CREECH AIR FORCE BASE, Nev. — The culture of the Air Force is in many ways like high school. Fighter pilots are the jocks, the cool kids who rule the campus. And drone pilots? They’re the AV club.
So it’s no wonder that the explosive growth of the unmanned aircraft mission has been met with scoffing resistance from the fighter pilots, who knocked bomber pilots off the top perch of the cultural pecking order back in the 1960s.
Now a small, remote-controlled aircraft powered by the equivalent of a snowmobile engine is threatening their supremacy.
“Unmanned aerial systems” — the preferred lingo for the drone program — still has a stigma to shake. But Predators and Reapers are the most requested air asset by ground commanders in Iraq and Afghanistan, and next year the Pentagon will buy more drones than manned aircraft.
The Air Force will never be the same.
“This is like the transition from the cavalry to the tank — it’s that significant a change in culture,” said Col. Eric Mathewson, commander of the Pentagon’s UAS Task Force.
UAS started as a “strange sort of organization,” Mathewson said, without technical manuals or developed tactics, because the mission grew faster than anyone expected.
Sent to command the drone mission 10 years ago after a back injury ended his F-15 career, Mathewson said what he found at Creech Air Force Base in the Nevada desert was a small group of disgruntled people.
All were pilots who flew other aircraft — fighters, bombers, tankers and others — and were performing an assignment unrelated to their aircraft.
“We use the term ‘career broadening,’ but really it was like an offshoot in their careers,” Mathewson said. “And they weren’t, maybe, that happy or motivated.”
Manipulating pilotless aircraft from the ground while sitting in a control room inside a trailer just doesn’t match the bravado of many pilots accustomed to flying “Mach 2 with their hair on fire,” as they like to say.
Nor does it fit with their lone wolf mentality. The drone mission requires more teamwork with sensor operators, intelligence analysts and other enlisted airmen who shoulder far greater responsibility since the advent of the UAS program.
“There’s a certain amount of pomp and swagger that goes with being a fighter pilot,” said Lt. Col. David Kent, an F-15E pilot who recently flew Reapers.
Some sent to fly drones believe they are only there “to baby-sit an airplane,” said Senior Airman Jesse Grace, who as a sensor operator controls the drone’s camera alongside a pilot.
=====
§ USING THE INFORMATION
#1 Name every person the article on Air Force drone pilots quotes by name, along with the rank it gives each one.
#2 In the article on Air Force drone pilots, what ended Mathewson's F-15 career?
#3 Write the next part of the article on Air Force drone pilots, picking up after its final sentence.

§ Items from a dataset
=====
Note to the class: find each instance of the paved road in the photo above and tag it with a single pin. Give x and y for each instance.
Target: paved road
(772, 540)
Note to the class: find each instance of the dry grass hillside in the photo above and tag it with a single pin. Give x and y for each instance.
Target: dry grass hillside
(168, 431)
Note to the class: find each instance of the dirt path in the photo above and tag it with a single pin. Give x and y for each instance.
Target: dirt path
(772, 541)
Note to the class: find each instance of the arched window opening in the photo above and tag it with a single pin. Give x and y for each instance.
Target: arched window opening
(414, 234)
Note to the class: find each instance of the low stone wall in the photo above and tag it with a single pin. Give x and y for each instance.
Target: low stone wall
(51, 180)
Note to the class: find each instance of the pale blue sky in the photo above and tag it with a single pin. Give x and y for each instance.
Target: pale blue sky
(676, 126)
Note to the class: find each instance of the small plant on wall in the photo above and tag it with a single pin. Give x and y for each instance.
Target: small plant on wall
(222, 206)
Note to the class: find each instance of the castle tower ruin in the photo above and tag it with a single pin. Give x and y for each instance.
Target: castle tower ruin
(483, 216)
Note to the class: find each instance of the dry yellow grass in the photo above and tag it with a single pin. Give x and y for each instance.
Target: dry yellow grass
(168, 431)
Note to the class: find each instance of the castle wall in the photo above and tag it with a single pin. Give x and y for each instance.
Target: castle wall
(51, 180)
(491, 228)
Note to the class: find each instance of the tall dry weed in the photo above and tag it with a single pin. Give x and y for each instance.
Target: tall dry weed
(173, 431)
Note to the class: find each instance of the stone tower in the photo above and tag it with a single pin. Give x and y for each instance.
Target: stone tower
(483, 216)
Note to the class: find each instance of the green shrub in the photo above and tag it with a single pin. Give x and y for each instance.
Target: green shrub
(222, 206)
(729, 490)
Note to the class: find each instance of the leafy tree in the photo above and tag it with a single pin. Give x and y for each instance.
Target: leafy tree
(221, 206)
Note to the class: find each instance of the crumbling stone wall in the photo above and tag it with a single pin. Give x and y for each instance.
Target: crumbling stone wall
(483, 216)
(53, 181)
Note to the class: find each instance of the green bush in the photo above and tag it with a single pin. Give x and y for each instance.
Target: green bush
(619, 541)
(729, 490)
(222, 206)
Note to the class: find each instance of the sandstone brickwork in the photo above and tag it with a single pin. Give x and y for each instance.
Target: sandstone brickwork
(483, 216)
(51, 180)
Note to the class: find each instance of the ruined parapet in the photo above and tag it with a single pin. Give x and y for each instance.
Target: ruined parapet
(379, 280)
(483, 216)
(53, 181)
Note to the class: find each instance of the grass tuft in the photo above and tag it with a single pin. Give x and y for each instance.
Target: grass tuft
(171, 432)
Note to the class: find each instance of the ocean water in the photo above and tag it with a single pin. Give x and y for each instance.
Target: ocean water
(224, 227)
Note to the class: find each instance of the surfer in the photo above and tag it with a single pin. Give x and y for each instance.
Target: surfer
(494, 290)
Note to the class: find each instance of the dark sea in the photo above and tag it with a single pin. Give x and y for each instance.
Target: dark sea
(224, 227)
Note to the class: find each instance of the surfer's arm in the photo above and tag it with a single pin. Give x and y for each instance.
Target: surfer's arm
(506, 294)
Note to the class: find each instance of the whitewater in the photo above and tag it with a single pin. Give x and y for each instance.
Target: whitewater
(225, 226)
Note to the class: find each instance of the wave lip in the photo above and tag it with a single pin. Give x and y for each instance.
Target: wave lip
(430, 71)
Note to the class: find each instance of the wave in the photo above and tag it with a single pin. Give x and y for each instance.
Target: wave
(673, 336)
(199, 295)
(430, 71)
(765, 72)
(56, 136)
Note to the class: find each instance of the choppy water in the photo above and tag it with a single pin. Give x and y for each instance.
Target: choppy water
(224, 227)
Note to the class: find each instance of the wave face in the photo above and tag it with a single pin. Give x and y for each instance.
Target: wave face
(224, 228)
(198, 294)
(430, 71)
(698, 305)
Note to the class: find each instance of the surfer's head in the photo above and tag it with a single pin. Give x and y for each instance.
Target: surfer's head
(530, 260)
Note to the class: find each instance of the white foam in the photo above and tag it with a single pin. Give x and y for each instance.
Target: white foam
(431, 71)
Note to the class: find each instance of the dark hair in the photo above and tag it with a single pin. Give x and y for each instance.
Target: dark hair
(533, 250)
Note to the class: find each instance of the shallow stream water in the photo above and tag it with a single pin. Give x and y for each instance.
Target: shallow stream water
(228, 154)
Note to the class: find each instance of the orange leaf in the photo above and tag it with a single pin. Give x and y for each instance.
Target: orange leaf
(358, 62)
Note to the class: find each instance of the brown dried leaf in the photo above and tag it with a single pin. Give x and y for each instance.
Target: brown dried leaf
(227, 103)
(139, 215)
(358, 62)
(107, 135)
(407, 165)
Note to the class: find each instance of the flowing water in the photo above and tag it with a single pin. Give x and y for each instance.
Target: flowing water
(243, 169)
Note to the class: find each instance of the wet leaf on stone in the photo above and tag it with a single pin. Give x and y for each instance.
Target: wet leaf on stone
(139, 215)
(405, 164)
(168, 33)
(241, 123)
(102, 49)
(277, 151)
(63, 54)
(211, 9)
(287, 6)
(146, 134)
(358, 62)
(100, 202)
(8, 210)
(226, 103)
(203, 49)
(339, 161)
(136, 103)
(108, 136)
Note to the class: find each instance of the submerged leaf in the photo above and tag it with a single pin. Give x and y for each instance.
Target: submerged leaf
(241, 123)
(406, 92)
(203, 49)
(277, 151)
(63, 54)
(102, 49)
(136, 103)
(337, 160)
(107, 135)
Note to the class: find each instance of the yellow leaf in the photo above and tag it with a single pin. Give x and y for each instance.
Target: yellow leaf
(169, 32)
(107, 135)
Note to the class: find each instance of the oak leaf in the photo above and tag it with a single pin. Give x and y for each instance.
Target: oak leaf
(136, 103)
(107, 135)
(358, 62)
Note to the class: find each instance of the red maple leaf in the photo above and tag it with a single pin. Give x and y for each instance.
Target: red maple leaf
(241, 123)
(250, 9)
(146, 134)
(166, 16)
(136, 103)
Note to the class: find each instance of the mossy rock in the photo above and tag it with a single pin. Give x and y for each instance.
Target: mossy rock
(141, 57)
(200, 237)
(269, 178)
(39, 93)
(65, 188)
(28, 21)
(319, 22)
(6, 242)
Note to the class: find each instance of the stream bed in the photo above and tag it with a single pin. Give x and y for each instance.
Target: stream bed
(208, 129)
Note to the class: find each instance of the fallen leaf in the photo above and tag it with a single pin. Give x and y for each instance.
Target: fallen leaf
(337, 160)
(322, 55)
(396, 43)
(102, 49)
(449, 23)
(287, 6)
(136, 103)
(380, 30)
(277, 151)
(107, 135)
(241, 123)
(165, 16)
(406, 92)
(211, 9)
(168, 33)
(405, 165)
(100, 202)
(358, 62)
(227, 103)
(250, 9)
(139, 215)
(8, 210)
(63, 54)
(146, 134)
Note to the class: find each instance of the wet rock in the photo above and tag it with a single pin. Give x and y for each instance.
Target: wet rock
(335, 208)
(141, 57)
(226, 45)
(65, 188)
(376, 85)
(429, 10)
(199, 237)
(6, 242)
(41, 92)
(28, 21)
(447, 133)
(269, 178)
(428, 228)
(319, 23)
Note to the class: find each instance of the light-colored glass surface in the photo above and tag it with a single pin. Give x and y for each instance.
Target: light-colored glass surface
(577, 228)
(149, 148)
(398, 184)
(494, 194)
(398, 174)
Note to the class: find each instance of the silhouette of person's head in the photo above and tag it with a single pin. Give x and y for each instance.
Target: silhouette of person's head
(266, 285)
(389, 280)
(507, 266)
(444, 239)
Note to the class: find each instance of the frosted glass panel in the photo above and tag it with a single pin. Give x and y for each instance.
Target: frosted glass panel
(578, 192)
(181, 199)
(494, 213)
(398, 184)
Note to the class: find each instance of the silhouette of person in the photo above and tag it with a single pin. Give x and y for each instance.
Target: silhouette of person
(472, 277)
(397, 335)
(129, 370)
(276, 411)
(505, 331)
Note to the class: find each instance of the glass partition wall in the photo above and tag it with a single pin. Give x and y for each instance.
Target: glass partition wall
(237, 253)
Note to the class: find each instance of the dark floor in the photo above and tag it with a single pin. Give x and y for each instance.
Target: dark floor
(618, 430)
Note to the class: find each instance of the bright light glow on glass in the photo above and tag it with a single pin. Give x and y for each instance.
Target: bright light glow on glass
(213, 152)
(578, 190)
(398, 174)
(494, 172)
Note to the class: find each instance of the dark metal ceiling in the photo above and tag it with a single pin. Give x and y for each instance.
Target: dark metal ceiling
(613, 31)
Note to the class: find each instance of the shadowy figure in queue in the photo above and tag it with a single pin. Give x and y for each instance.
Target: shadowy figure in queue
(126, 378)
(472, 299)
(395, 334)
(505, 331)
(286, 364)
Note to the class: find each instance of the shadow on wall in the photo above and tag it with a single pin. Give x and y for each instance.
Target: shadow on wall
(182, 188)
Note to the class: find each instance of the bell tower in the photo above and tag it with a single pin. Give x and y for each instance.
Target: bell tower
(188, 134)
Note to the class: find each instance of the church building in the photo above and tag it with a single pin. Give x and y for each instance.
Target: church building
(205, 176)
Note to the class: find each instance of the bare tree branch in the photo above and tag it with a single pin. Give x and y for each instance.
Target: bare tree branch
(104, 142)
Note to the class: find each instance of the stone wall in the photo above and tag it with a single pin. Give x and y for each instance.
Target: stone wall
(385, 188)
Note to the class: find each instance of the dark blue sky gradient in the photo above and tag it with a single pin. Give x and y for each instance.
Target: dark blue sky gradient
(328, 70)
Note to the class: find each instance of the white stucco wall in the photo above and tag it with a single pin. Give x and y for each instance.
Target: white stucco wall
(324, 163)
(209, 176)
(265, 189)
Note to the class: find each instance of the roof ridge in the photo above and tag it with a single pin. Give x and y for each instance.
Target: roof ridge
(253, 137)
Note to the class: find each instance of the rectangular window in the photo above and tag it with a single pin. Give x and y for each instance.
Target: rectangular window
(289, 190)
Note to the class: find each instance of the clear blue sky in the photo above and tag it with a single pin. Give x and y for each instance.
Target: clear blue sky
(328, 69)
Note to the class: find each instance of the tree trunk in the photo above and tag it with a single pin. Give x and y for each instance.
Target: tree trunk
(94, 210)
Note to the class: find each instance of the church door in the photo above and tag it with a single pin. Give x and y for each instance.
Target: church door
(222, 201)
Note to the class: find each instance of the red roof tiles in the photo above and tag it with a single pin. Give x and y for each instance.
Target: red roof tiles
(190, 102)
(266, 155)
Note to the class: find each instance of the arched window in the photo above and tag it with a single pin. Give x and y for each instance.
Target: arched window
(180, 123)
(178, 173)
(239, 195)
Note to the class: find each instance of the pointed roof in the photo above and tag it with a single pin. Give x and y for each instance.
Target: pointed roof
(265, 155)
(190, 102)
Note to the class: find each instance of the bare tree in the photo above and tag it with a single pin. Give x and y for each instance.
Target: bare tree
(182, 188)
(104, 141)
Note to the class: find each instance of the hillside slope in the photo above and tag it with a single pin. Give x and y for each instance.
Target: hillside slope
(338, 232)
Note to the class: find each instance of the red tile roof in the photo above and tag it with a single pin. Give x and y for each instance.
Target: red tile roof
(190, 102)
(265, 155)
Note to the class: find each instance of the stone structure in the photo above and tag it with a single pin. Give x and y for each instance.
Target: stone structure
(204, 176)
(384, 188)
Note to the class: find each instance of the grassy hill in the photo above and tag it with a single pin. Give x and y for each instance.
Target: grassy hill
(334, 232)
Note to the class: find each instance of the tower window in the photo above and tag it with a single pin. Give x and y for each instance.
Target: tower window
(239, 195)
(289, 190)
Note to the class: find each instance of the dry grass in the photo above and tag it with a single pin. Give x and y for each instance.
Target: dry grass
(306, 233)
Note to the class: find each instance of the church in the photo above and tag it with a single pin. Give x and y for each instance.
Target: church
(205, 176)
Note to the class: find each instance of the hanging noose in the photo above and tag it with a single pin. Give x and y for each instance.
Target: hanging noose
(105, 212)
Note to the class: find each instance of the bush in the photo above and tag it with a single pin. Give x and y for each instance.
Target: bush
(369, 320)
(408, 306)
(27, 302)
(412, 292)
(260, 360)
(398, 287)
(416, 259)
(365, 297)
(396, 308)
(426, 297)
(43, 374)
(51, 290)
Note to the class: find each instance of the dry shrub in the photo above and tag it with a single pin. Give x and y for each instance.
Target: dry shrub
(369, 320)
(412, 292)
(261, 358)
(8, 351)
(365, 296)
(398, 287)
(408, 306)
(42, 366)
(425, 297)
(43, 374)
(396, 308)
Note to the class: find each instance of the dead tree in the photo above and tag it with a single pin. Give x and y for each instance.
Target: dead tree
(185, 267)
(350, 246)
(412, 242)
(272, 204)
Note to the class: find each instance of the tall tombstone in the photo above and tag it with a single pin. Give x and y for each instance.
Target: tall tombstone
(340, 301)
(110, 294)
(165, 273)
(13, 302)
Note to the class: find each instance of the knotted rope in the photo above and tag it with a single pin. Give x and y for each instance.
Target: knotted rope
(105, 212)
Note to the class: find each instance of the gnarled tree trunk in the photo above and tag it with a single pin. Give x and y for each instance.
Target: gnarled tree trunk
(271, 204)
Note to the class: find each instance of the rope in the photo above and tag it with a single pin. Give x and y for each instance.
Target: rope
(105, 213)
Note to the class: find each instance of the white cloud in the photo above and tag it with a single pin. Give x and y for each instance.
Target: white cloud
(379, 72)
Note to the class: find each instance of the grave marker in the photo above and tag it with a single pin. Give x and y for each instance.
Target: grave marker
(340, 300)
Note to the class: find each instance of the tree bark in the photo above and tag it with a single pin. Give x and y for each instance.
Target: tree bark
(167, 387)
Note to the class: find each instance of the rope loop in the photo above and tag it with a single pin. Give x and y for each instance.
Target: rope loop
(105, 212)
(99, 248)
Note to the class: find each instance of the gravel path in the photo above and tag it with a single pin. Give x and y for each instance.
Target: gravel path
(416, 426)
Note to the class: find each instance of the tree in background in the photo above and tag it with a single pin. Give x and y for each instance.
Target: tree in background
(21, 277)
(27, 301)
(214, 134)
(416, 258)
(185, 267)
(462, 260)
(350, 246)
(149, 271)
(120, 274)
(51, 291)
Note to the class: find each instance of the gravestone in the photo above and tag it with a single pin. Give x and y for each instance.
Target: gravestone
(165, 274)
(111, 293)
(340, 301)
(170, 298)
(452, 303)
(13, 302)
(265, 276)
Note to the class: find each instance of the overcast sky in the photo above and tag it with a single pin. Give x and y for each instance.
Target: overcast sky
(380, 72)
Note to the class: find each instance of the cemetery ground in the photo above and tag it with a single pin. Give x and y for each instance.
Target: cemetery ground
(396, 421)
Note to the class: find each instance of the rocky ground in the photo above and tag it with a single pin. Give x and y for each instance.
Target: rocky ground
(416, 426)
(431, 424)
=====
§ RESULTS OF THE TASKS
#1 Col. Eric Mathewson, Lt. Col. David Kent, Senior Airman Jesse Grace

#2 A back injury.

#3
To change such entrenched attitudes, the Air Force is contemplating renaming the unmanned aerial systems command “remotely piloted vehicles” because officials want to emphasize that the drone mission is pilot-centric.
What’s more, the Air Force is now creating a distinct career track for both enlisted airmen and officers in the drone program. And the service is experimenting with training drone pilots without sending them to traditional flight school. In September, members of the first such class earned their wings after training almost exclusively on the ground and for only half the time of pilots of manned aircraft.
Lt. Gen. David Deptula, deputy chief of staff for Intelligence, Surveillance and Reconnaissance, told the graduates they marked a transition for the Air Force in how the service staffs, and ultimately views, the drone program.
“People are worried about being a second-class community or something,” Mathewson said. “That’s nonsense.”
But change is not coming quickly.
To meet demand, the service is pulling 100 pilots a year directly from flight school to go to the drone program. So far, none has been a volunteer.
When the announcements are made there are “a lot of sad faces,” with pilots “a little bitter about where they are headed,” said Col. Trey Turner, who oversees UAS training at the Pentagon.
Ask how the Air Force Academy’s newly launched UAS program is viewed around campus and the cadets just laugh.
“Everyone makes fun of it,” said sophomore Andrew Kleman. “There’s a stigma, that we’re nerds or whatever. It’s not as cool as flying fighters.”
Capt. Ted Schultz, a former F-16 pilot, was sensitive to that stigma when he spoke to the cadets in the UAS program last month.
“You’ll pick up less chicks at a bar,” Schultz explained, “but you’ll never be irrelevant in any future battle the Air Force fights.”